### Selected extract:

· · ·

Between the fall of 2017 and the spring of 2018, the band released two more songs, both in Ukrainian: "Кораблі" and "Мелодія". After releasing the two songs, the band realized their musical style would change slightly. Sanina described the album sound as more electronic than the band's previous work. She compared the new album to "a whole cocoon, in which its atmosphere prevails". Sanina noted that the album title refers both to a spaceship maintaining a clear course and to the image of a woman.

== Track listing ==

| No. | Title | Length |
|---|---|---|
| 1. | "Привіт" | 0:49 |
| 2. | "Журавлі" | 2:48 |
| 3. | "Коханці" | 4:01 |
| 4. | "Forever More" | 3:47 |
| 5. | "Free Me" | 3:12 |
| 6. | "Серце" | 2:51 |
| 7. | "Mope" | 1:05 |
| 8. | "Кораблі" | 3:23 |
| 9. | "Де ти є" | 4:18 |
| 10. | "Does It Feel" | 4:39 |
| 11. | "Хто, як не ти" | 3:33 |
| 12. | "00:00" | 4:16 |
| 13. | "Мелодія" | 3:54 |
| 14. | "Андромеда" | 1:19 |
| 15. | "Астронавт" | 3:43 |
| 16. | "Complicity" | 3:49 |
| 17. | "Бувай" | 1:30 |
| Total length: |  | 52:57 |

== Reception ==
Reception for the album was mainly positive from both fans and music critics. Ihor Panasov of Karabas Live reported that "If you don't know how to tell stories, don't release albums... The Hardkiss is just made for big beautiful stories. But for many years [Sanina] was not up to it. Under the guise of albums, [Sanina] released mechanical compilations – Stones And Honey (2014), Cold Altair (EP, 2015), Perfection Is a Lie (2017). There was nothing special to tell about [the albums]. Until today".

· · ·

### Data:
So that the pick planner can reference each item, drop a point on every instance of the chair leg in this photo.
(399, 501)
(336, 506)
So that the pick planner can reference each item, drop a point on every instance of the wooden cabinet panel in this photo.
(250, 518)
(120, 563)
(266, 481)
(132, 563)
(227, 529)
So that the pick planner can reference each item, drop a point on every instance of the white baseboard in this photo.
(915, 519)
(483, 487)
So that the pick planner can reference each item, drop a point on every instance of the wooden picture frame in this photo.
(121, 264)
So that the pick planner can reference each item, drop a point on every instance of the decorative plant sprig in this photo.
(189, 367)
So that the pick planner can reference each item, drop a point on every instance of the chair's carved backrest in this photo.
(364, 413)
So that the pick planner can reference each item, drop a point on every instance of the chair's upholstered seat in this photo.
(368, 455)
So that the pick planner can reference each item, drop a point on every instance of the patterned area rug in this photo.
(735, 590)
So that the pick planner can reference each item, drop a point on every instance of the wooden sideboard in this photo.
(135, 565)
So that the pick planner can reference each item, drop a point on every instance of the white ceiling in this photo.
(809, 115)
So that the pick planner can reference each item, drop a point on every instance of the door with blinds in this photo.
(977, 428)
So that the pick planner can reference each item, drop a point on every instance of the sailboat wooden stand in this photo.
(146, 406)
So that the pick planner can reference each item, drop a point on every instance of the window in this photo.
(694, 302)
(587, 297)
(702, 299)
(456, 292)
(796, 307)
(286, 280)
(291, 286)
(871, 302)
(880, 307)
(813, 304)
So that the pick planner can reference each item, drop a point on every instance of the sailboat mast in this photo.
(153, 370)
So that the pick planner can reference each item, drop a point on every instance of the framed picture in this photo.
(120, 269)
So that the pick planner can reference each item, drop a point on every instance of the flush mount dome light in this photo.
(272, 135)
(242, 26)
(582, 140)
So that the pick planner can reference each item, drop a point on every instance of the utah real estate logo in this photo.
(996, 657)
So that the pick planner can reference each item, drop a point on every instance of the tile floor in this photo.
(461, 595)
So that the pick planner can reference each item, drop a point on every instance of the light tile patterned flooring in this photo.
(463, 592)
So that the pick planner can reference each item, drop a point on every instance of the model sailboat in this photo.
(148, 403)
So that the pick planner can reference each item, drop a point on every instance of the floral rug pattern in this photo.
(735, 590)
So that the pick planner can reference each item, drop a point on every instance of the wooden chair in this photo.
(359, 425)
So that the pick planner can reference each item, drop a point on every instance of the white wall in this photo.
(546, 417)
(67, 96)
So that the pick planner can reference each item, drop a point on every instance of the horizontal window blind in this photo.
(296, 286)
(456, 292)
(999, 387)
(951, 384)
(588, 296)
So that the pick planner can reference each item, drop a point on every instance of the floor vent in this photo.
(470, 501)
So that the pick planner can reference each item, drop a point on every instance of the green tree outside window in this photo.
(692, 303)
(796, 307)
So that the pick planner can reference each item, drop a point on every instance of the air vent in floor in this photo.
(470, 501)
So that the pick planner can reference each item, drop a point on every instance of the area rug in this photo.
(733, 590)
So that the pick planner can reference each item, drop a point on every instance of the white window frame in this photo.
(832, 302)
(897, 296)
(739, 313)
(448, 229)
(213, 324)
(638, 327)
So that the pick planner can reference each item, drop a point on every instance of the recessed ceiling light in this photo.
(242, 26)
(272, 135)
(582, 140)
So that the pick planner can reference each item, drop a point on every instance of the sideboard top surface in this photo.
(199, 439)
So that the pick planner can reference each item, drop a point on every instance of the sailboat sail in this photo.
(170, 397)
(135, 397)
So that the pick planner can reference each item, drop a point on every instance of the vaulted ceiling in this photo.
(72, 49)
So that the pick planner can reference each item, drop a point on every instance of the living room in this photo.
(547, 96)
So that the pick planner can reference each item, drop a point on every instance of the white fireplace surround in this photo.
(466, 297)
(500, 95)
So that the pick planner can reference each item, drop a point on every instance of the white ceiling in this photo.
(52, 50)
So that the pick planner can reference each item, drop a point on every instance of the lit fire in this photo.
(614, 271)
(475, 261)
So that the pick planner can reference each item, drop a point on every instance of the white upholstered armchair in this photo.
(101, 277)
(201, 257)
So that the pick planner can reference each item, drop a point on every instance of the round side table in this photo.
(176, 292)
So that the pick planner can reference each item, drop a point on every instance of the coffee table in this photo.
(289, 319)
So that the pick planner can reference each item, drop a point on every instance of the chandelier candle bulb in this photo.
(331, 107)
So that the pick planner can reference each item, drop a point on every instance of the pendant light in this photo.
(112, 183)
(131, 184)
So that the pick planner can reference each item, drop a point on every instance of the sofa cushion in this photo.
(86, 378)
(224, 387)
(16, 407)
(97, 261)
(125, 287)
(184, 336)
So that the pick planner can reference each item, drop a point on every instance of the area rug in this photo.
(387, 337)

· · ·

### Directions:
Copy the album passage verbatim, beginning at the words "Between the fall" and stopping after "of a woman.". Rely only on the album passage.

### Solution to this problem:
Between the fall of 2017 and the spring of 2018, the band released two more songs, both in Ukrainian: "Кораблі" and "Мелодія". After releasing the two songs, the band realized their musical style would change slightly. Sanina described the album sound as more electronic than the band's previous work. She compared the new album to "a whole cocoon, in which its atmosphere prevails". Sanina noted that the album title refers both to a spaceship maintaining a clear course and to the image of a woman.